Task to complete. Which lines of the material below contain the word "Interpret"? Filter them out and copy each one unchanged.

Source material.
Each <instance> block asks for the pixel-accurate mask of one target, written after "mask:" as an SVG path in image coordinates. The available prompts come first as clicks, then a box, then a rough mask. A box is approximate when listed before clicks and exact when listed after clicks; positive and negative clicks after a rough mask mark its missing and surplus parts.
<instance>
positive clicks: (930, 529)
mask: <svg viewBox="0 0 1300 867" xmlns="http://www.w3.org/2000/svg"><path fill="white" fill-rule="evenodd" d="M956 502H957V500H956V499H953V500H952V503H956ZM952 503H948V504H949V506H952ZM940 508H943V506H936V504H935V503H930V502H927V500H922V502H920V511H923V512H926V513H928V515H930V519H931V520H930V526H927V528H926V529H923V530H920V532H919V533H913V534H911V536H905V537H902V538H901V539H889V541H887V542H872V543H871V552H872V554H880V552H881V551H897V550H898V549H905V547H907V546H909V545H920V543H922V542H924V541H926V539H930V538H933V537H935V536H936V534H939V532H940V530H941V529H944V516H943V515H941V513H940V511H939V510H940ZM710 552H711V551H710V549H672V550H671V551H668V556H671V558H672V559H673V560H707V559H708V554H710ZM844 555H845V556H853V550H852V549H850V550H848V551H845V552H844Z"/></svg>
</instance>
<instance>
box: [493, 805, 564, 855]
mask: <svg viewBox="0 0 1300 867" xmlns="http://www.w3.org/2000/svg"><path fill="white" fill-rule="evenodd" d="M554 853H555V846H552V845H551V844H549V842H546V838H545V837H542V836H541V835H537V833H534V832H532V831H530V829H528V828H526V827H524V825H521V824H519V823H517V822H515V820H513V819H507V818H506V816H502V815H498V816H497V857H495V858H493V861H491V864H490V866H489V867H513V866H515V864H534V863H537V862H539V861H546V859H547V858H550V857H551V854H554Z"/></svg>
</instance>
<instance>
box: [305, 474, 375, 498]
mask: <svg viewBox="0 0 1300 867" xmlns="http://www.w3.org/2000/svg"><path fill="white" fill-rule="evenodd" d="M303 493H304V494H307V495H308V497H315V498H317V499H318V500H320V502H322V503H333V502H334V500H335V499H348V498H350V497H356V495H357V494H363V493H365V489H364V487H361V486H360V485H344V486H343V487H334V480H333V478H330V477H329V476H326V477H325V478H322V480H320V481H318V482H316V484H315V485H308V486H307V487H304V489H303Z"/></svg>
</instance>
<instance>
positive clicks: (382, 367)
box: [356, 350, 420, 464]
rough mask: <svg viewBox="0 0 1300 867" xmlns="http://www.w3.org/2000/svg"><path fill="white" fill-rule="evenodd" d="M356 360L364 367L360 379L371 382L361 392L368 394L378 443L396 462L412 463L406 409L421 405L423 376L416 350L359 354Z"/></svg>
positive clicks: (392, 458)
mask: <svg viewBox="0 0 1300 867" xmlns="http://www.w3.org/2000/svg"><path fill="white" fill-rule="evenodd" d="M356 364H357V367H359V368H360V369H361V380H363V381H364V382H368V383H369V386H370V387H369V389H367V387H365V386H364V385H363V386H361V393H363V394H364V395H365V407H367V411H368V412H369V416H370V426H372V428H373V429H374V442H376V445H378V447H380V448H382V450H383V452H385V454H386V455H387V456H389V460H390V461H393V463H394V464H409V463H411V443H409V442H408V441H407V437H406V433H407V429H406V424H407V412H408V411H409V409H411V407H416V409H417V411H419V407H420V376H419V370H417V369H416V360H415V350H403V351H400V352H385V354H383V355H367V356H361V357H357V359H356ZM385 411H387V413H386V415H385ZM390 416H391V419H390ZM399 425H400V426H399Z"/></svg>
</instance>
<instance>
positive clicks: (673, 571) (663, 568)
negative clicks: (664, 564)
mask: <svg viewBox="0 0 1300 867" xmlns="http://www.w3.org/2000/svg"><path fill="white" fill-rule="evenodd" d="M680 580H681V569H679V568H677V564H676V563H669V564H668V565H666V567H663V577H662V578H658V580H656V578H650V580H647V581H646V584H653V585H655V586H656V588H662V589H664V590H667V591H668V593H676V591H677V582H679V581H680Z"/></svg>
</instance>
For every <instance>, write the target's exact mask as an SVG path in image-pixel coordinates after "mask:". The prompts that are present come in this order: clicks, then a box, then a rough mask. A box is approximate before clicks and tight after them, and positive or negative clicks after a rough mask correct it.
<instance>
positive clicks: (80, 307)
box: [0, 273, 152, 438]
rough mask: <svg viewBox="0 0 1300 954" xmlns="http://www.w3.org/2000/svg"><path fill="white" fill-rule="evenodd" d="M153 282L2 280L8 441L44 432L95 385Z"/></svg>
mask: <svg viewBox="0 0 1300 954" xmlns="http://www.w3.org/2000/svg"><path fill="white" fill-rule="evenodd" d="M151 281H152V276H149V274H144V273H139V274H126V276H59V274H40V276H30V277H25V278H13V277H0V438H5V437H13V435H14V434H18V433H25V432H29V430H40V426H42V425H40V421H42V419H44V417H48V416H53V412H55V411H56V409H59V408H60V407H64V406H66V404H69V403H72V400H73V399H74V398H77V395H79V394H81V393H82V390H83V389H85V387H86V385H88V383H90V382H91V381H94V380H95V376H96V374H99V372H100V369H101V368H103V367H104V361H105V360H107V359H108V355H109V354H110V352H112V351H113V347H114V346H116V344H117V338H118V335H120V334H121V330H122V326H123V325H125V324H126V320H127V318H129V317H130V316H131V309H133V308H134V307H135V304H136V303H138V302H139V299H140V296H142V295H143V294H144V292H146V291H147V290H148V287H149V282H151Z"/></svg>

---

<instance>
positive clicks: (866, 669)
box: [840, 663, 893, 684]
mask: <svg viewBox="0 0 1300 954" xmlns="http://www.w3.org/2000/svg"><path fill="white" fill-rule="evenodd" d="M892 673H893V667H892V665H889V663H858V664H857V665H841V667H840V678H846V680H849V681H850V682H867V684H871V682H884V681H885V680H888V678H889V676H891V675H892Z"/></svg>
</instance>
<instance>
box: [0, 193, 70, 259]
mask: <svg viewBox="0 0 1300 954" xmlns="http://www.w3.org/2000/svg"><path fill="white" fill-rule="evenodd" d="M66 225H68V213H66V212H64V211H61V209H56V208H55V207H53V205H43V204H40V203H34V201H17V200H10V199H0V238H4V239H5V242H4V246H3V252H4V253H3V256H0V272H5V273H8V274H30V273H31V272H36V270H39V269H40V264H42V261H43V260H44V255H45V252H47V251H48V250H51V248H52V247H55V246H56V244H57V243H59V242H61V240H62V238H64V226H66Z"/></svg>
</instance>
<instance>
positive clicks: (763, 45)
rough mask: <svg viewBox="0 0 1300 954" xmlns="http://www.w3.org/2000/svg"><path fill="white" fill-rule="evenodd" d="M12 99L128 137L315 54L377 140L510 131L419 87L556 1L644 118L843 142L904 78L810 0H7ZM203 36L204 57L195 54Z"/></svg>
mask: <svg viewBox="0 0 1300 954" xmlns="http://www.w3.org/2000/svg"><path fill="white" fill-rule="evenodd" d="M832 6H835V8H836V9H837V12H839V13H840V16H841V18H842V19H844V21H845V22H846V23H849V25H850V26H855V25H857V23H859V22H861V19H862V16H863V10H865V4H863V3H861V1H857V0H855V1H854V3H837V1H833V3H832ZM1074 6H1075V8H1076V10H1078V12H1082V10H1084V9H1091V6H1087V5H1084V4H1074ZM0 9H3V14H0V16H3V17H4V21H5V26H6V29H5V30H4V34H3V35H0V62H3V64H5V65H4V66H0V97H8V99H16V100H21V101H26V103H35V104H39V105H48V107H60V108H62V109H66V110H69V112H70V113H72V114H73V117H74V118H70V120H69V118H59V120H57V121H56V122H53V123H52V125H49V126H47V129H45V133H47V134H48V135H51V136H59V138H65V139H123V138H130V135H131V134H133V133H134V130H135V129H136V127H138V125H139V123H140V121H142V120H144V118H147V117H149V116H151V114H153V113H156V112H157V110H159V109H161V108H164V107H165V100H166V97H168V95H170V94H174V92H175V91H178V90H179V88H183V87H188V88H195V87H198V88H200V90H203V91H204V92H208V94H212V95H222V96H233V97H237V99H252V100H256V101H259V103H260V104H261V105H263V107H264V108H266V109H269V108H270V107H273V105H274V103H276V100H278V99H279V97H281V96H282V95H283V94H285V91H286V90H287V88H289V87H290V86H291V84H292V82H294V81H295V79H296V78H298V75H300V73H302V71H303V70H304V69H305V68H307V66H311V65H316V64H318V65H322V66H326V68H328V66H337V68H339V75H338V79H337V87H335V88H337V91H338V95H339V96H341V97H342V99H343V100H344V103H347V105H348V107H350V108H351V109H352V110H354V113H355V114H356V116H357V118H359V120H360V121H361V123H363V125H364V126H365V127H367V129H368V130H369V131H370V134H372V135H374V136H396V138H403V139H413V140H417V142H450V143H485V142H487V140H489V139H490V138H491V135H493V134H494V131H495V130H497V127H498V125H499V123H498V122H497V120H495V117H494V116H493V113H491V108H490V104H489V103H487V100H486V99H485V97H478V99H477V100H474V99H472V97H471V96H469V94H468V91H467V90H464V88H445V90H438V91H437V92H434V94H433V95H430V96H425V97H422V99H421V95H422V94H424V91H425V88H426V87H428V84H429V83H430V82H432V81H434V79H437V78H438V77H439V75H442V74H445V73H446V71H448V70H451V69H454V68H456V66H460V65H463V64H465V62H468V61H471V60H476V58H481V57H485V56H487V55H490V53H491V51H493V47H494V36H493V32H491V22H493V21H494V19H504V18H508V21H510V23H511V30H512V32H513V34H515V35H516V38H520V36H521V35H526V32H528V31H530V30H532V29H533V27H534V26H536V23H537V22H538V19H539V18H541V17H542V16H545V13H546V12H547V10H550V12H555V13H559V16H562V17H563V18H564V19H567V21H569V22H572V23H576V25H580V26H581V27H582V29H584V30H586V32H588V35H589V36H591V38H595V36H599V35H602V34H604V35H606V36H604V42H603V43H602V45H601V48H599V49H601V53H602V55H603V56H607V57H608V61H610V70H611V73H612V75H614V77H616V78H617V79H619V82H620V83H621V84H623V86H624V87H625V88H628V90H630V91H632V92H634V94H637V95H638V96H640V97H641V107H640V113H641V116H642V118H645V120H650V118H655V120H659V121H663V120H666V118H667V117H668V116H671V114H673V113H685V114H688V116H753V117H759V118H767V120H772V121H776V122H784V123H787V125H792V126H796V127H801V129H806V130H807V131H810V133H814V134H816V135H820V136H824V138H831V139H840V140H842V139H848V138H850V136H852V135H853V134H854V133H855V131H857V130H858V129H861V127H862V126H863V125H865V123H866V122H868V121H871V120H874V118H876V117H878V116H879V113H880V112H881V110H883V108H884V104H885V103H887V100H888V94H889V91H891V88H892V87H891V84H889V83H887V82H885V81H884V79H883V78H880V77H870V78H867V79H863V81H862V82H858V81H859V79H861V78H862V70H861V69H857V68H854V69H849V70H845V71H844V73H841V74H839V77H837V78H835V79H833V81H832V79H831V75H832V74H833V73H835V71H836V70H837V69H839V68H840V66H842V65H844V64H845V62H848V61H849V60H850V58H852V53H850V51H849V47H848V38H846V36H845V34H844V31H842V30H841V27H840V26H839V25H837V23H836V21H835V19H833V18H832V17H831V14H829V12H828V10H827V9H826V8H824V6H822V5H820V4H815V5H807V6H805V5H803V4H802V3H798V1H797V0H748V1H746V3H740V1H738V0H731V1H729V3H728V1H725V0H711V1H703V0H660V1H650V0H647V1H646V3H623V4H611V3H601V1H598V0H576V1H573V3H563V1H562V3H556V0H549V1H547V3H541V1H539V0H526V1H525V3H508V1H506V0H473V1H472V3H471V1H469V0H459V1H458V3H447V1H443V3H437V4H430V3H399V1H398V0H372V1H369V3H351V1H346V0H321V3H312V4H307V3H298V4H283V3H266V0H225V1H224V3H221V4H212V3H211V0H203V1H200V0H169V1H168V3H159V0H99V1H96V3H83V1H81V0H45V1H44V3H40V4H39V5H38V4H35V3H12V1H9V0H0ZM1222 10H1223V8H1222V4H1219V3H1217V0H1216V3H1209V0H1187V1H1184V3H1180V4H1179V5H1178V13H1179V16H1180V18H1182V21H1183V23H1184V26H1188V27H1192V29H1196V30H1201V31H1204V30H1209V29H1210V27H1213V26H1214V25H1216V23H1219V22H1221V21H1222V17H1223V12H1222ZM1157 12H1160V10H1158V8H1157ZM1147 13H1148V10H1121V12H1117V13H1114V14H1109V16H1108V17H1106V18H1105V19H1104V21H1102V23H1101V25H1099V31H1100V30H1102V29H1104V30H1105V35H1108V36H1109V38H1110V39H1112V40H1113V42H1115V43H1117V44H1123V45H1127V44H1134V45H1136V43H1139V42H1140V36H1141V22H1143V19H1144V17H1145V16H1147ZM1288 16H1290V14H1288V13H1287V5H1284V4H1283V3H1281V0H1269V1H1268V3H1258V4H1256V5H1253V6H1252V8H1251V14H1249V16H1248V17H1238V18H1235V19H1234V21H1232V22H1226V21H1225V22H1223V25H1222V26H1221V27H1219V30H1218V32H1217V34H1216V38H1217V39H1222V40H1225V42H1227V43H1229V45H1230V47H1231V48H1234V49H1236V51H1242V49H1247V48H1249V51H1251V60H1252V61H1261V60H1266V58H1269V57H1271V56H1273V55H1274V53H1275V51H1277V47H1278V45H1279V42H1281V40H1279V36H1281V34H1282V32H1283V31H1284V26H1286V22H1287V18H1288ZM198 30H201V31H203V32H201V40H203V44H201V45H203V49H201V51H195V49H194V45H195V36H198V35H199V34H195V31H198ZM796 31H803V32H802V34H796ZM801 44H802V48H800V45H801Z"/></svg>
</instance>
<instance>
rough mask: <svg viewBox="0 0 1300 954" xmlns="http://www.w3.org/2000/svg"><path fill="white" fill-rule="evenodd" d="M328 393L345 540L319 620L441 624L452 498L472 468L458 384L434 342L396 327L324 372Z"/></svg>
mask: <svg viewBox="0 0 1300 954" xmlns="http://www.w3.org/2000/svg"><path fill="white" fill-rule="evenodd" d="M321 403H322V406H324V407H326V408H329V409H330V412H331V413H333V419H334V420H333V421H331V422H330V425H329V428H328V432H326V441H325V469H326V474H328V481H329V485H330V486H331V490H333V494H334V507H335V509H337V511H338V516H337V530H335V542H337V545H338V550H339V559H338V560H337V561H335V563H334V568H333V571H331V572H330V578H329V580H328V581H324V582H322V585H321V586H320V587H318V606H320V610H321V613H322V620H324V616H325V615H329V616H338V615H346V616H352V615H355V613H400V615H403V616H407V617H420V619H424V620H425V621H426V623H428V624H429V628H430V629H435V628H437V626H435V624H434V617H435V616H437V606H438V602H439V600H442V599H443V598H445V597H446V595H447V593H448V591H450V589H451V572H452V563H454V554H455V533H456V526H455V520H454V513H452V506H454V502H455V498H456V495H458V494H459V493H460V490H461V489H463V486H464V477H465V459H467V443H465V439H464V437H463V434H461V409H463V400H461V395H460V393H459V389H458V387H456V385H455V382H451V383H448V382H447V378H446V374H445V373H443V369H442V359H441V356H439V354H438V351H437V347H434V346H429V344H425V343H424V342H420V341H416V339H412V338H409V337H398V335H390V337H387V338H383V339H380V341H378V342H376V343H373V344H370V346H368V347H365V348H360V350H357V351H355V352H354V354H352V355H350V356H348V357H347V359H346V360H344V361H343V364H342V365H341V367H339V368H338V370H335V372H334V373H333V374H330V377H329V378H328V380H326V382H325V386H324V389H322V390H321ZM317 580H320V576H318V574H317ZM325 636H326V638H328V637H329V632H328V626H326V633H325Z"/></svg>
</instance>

---

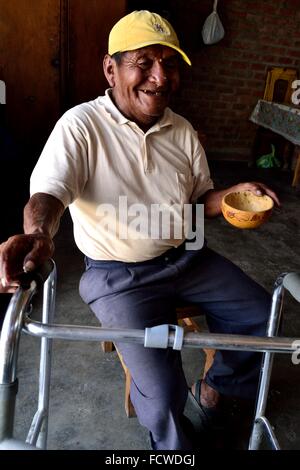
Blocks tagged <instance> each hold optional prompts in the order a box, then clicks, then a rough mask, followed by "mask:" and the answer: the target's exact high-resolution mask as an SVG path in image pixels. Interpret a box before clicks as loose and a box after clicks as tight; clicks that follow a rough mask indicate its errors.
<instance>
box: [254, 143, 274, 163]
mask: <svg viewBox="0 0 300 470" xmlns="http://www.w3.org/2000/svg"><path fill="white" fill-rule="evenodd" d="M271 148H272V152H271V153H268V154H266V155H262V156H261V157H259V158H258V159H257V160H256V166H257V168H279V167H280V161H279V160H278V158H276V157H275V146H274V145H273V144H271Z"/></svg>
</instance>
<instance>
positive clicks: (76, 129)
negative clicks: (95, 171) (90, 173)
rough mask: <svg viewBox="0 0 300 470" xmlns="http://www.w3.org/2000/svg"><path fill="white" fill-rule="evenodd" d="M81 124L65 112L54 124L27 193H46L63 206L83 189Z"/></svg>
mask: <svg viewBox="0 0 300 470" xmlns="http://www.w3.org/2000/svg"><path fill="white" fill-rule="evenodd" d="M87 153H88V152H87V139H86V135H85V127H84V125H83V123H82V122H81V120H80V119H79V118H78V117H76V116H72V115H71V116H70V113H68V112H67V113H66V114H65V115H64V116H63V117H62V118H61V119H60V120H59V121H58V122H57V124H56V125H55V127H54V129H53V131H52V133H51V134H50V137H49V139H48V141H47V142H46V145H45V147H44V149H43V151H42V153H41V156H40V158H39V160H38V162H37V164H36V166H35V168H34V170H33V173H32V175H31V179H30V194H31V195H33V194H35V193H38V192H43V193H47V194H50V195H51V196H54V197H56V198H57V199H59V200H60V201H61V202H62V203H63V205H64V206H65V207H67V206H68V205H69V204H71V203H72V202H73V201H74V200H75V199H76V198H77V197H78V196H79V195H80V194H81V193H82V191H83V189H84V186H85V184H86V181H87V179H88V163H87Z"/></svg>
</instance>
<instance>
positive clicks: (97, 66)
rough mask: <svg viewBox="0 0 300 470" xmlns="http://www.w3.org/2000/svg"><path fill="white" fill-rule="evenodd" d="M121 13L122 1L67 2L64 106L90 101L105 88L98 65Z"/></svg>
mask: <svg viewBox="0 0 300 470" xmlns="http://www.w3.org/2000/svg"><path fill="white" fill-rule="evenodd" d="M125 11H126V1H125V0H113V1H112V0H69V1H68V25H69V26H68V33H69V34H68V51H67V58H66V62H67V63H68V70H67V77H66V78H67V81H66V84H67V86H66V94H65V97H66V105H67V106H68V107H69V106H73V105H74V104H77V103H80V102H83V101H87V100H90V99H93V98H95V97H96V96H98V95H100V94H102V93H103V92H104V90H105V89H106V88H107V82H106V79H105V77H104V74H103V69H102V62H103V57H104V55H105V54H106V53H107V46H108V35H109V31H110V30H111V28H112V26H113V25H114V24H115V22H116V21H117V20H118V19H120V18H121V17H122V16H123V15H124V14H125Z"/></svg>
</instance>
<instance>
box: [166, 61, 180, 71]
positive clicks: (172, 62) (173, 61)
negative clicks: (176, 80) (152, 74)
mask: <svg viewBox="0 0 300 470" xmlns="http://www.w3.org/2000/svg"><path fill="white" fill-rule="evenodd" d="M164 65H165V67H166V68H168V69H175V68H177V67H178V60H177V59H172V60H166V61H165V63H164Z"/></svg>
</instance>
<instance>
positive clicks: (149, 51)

Result.
Blocks tagged <instance> each hold optional prompts in the order a box, then clicks, then a rough mask, followed by "mask:" and the answer: the target's exact high-resolution mask as an SVG path in image pixels. Interpret a box before clicks as loose and a box after clicks as tight; clicks that follow a rough mask indicate its errors.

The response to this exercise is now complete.